• Reading text:
SEC move changes the game for financial communicators

After almost a year of waiting, the Securities and Exchange Commission finally approved a rule last week that could have a significant impact on the communications industry.

After almost a year of waiting, the Securities and Exchange Commission finally approved a rule last week that could have a significant impact on the communications industry.

The rule, which was included as part of last year's Jumpstart Our Business Startups Act (JOBS Act), now allows small business and certain private partnerships, including hedge funds and private equity firms, to market themselves to outside investors for the first time in 80 years. The rule was designed to give these groups access to outside capital that they could then use to expand their businesses, create new jobs, and help bolster the economy. Hence the name: JOBS Act.

Those in the financial communications world have been following this rule closely. Now that it's officially in place, there are a few major areas worth focusing on.

• Data lines:
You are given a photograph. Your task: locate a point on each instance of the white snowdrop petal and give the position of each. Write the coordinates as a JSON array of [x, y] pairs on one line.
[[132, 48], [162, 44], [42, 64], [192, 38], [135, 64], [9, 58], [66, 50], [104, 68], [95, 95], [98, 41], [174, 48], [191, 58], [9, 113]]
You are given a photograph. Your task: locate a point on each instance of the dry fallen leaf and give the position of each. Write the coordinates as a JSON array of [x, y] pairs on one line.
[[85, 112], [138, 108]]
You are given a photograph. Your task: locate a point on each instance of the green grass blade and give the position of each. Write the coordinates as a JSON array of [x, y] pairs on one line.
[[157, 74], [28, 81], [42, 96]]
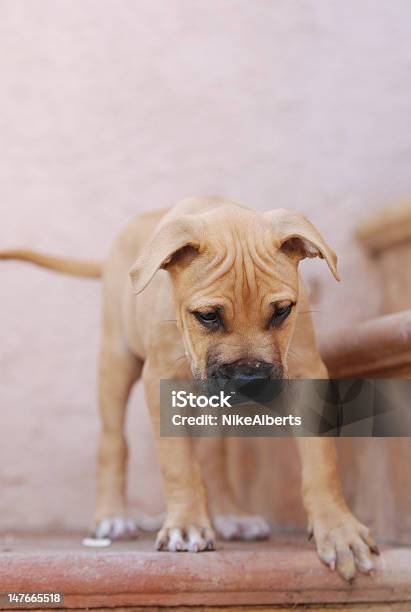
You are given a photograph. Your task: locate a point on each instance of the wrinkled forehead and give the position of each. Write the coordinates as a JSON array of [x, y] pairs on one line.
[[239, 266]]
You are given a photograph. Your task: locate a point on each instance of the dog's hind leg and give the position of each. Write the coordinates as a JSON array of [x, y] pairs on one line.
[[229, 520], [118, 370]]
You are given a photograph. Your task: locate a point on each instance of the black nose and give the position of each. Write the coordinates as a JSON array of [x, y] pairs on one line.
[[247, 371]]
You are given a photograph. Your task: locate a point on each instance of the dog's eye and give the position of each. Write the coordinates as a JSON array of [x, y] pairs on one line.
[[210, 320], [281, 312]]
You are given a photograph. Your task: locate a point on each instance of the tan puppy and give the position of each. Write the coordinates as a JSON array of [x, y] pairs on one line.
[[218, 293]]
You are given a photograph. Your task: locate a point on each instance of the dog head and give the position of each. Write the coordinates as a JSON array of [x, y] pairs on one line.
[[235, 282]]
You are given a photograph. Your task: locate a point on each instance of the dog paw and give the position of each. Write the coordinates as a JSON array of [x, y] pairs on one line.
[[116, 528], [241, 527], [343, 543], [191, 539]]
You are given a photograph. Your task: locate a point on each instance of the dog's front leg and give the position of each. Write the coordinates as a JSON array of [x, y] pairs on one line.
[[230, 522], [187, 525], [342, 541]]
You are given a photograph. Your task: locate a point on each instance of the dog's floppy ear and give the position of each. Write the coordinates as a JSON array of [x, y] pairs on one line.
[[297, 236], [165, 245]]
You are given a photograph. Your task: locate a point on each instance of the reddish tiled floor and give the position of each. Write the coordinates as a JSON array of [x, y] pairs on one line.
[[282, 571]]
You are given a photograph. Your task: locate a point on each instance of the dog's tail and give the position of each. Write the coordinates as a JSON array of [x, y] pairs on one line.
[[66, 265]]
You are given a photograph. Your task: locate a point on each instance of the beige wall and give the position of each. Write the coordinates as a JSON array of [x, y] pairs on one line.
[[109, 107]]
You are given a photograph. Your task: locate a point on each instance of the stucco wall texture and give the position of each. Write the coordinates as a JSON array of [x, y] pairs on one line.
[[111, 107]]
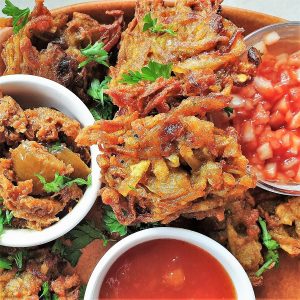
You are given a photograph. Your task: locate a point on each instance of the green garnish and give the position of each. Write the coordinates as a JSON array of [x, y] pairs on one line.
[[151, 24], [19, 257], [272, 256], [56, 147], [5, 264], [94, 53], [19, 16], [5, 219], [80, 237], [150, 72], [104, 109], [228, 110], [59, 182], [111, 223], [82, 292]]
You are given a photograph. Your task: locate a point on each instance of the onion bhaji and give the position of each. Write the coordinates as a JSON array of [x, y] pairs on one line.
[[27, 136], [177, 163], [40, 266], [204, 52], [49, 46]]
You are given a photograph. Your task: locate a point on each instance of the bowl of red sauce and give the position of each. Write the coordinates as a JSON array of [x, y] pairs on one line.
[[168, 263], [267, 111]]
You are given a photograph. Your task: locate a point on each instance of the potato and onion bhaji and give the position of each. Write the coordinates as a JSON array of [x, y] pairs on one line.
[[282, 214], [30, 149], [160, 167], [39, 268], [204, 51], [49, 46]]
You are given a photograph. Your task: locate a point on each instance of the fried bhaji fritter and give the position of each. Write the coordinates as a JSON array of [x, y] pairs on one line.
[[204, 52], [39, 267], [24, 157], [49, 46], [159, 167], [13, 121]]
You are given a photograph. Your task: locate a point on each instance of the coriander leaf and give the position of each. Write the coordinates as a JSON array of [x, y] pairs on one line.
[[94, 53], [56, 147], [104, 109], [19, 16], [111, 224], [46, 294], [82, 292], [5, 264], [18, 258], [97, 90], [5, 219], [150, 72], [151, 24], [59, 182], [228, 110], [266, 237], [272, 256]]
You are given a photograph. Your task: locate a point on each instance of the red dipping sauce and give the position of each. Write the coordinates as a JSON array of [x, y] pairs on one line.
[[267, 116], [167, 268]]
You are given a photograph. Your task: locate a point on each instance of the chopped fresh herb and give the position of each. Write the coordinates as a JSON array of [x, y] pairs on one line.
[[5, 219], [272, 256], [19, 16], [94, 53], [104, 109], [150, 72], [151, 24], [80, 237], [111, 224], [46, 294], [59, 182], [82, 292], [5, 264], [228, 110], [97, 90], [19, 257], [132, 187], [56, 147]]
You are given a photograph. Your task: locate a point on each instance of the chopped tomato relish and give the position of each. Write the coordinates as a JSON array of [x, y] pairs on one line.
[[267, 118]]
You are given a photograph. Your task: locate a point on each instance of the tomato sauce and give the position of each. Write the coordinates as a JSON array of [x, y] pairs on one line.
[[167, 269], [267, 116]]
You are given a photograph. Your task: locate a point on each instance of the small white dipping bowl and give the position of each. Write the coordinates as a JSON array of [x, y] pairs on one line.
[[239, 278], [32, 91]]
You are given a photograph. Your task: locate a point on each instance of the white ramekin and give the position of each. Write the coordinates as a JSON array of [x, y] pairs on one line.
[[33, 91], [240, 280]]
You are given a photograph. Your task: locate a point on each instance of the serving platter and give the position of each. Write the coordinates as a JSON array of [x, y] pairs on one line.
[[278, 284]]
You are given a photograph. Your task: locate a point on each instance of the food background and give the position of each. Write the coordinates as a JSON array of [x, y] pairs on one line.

• Goals:
A. Revise the SEC rule article starting at "The rule, which" and ending at "name: JOBS Act.", putting "venture capital funds" in place of "hedge funds".
B. Carry on writing the article about the new SEC rule from the point where it stops.

• Answers to the tasks:
A.
The rule, which was included as part of last year's Jumpstart Our Business Startups Act (JOBS Act), now allows small business and certain private partnerships, including venture capital funds and private equity firms, to market themselves to outside investors for the first time in 80 years. The rule was designed to give these groups access to outside capital that they could then use to expand their businesses, create new jobs, and help bolster the economy. Hence the name: JOBS Act.

B.
1) Times Square billboard? Not so fast: The notion that every hedge fund under the sun is going to bombard consumers with advertisements simply isn't realistic. There will certainly be funds that will test the waters, and this will evolve over time as firms become more comfortable with various forms of advertising, but don't expect to see ads on Good Morning America quite yet. For starters, only “accredited” investors are allowed to invest in these funds, and that group makes up only 7% of the US population, so mass marketing simply isn't an effective strategy.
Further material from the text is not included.